TASK DIRECTIONS:
Rewrite the passage of the article on the pandemic panel starting with "Global policy experts" and going on through "held over Zoom.", changing "Zoom" to "Microsoft Teams".

======== TEXT UNDER STUDY ========

Global policy experts spoke to the Ithaca College community to discuss the impact of the coronavirus pandemic on international politics.

Peace Action Ithaca College hosted the panelWorld Peace in the COVID-19 Pandemic on May 1. The panel included Chip Gagnon, professor in the Department of Politics; Bruce Knotts, director of the Unitarian Universalist Office at the United Nations (U.N.); and Joseph Gerson, director of the Peace and Economic Security Program at the American Friends Service Committee. Approximately 13 people attended the event, which was held over Zoom. 

Peace Action is the largest grassroots peace organization in the country. Junior Christopher Tolve, president of Peace Action Ithaca College, brought the organization to the college in Fall 2019. Peace Action Ithaca College shares the same mission as Peace Action New York State, which promotes conflict resolution, disarmament and human rights, Tolve said. Tolve said he invited the three panelists because they all have extensive experience in their fields and knowledge of world peace.

======== DATA EXCERPT ========

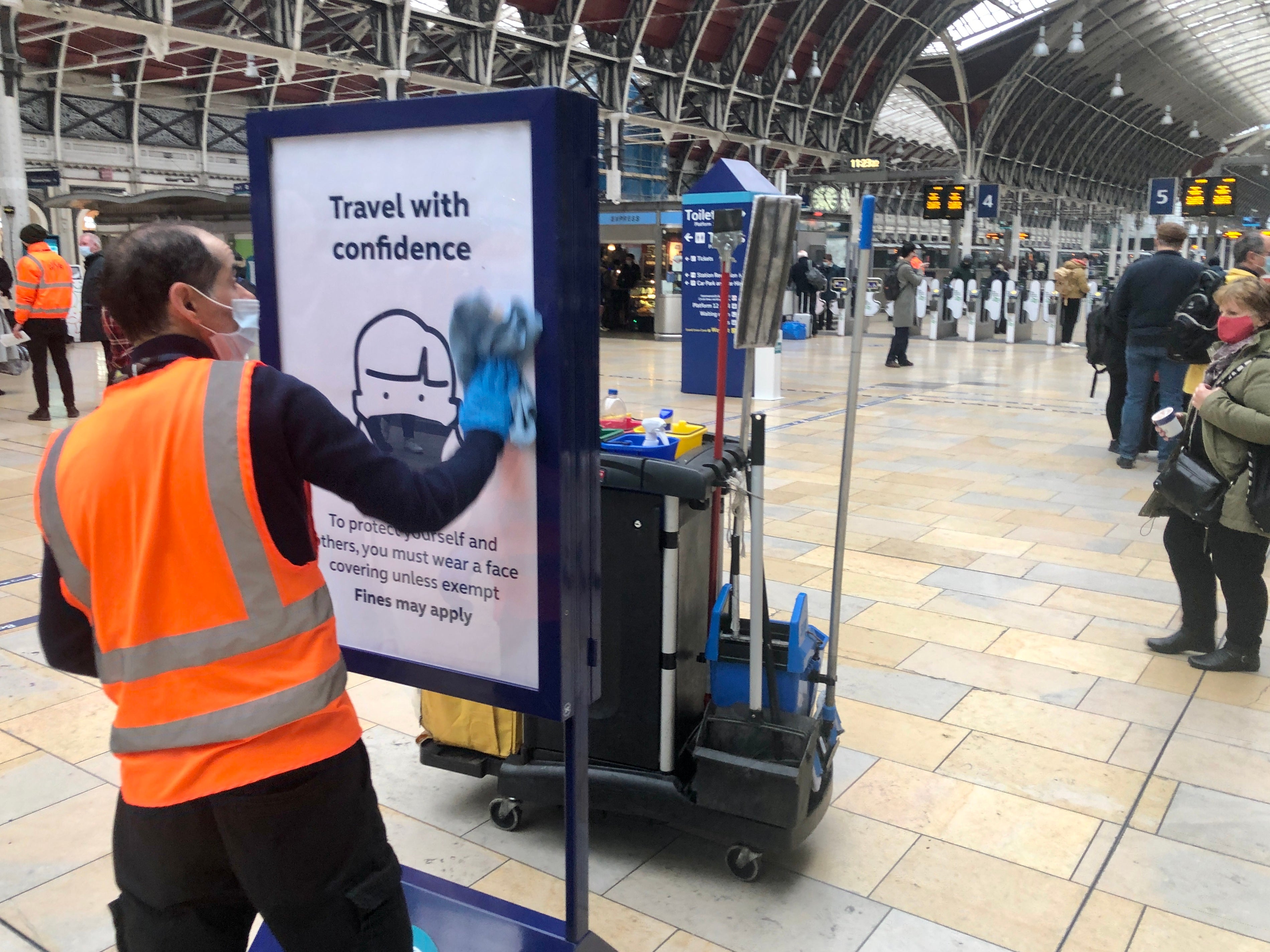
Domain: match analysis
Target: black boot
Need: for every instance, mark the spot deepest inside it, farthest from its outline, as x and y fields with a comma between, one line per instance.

========

ANSWER TO THIS PROBLEM:
Global policy experts spoke to the Ithaca College community to discuss the impact of the coronavirus pandemic on international politics.

Peace Action Ithaca College hosted the panelWorld Peace in the COVID-19 Pandemic on May 1. The panel included Chip Gagnon, professor in the Department of Politics; Bruce Knotts, director of the Unitarian Universalist Office at the United Nations (U.N.); and Joseph Gerson, director of the Peace and Economic Security Program at the American Friends Service Committee. Approximately 13 people attended the event, which was held over Microsoft Teams.